* START DATA PROVIDED *

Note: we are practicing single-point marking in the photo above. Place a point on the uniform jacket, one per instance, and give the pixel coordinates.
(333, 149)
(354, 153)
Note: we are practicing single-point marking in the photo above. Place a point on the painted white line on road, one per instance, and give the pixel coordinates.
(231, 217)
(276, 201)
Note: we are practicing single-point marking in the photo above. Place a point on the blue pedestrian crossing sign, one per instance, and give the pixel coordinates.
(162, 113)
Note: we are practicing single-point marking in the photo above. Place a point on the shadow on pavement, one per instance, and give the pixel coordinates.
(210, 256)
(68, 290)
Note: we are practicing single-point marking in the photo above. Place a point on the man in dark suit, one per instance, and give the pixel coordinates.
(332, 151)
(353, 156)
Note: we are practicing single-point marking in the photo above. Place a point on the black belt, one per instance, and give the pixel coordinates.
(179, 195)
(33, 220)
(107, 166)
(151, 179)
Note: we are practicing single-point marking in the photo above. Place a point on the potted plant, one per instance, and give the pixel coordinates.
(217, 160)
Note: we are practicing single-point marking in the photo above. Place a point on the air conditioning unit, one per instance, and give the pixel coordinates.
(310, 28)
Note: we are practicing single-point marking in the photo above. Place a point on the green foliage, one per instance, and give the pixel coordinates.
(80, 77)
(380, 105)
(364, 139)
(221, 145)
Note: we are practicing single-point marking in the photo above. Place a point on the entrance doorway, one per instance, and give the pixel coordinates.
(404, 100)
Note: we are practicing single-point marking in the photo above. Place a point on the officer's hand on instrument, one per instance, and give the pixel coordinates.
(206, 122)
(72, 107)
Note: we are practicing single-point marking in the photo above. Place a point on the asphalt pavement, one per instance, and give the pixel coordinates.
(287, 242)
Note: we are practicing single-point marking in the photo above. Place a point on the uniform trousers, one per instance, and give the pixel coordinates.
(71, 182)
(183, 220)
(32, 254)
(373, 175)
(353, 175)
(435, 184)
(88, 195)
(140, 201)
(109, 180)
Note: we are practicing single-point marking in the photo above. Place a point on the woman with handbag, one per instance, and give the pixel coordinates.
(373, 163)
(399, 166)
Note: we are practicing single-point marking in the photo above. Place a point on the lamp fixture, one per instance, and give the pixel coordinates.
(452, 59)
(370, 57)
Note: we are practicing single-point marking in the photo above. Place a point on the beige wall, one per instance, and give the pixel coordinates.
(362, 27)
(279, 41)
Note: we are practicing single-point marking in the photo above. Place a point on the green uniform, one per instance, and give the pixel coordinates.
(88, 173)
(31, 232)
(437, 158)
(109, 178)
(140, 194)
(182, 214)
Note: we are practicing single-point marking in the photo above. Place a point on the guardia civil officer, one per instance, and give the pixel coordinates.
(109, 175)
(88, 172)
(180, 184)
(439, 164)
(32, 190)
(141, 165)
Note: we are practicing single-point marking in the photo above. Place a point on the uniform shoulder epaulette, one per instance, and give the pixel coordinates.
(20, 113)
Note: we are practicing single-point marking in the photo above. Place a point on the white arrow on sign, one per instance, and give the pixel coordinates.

* END DATA PROVIDED *

◆ TASK:
Please quote all of the records above word for word, leaving nothing out and changing nothing.

◆ RESPONSE TO THIS EXERCISE:
Note: we are practicing single-point marking in the photo above. Place a point on the uniform jacket, one per instance, and give the pixel coordinates.
(333, 149)
(354, 153)
Note: we are practicing single-point marking in the photo above. Place a point on the painted white line on road, one per instance, and give the pixel coordinates.
(231, 217)
(276, 201)
Note: we are practicing single-point marking in the photo above. Place a point on the blue pedestrian crossing sign, one per instance, and give the pixel coordinates.
(162, 113)
Note: we are practicing single-point marking in the photo above. Place a point on the shadow on pavement, one per instance, and give the pixel coordinates.
(210, 256)
(68, 290)
Note: we are practicing single-point marking in the photo above. Place a point on the man in dark suit, one per instance, and give the pixel coordinates.
(332, 151)
(353, 156)
Note: we are practicing single-point marking in the photo above. Place a point on the black belt, one per instance, and give the pixel coordinates.
(179, 195)
(33, 220)
(107, 166)
(151, 179)
Note: we are practicing single-point marking in the photo above. Place a point on the potted plant, one per instance, and give the pixel coordinates.
(217, 160)
Note: we are practicing single-point marking in the photo above. Place a point on the air conditioning unit, one per instance, and give the pixel coordinates.
(310, 28)
Note: we are practicing single-point marking in the photo above. Place a point on the green foliage, one per instance, and give the pixel coordinates.
(80, 77)
(380, 105)
(364, 139)
(221, 145)
Note: we are practicing single-point marking in the photo above. Place a point on the entrance doorway, one per instance, and give the pixel coordinates.
(404, 100)
Note: we are practicing single-point marking in the photo above. Place a point on the officer's hand on instrument, one per instance, and give the pixel coordinates.
(206, 122)
(72, 107)
Note: we are practicing single-point marking in the photo above. Place a point on the asphalt pavement, one per instance, and give the pixel coordinates.
(287, 242)
Note: we are practicing single-point marking in the photo above. Place a point on the uniform trousers, one per instance, and give the pixel coordinates.
(71, 182)
(183, 220)
(32, 254)
(373, 175)
(353, 175)
(435, 184)
(88, 195)
(140, 201)
(109, 180)
Note: we are practicing single-point marking in the photo above. Place a point on the woman with handbag, one per instance, and give the pixel coordinates.
(373, 163)
(399, 166)
Note: we are practicing single-point marking in the photo above. Place a point on the lamp fixture, one per instance, and give the pixel coordinates.
(452, 59)
(370, 57)
Note: we are practicing single-point marking in the photo above. Place a point on the beige wall, one per instance, and give the pixel coordinates.
(362, 27)
(279, 41)
Note: we are practicing single-point marking in the photo above. Place a point on the green uniform, one per instance, and give the pixel coordinates.
(88, 173)
(31, 232)
(437, 158)
(109, 178)
(140, 194)
(182, 214)
Note: we are practicing single-point marking in the photo above. Place a point on the guardia civil officer, one per instance, and give the pixel coordinates.
(109, 175)
(88, 172)
(180, 184)
(439, 164)
(32, 190)
(141, 165)
Note: we are practicing single-point marking in the photo above. Place a point on the uniform shoulder epaulette, one per instance, and give the pixel coordinates.
(20, 113)
Note: we are practicing single-point marking in the photo above. Place a point on the white arrow on sign, one per instance, and give the pixel coordinates.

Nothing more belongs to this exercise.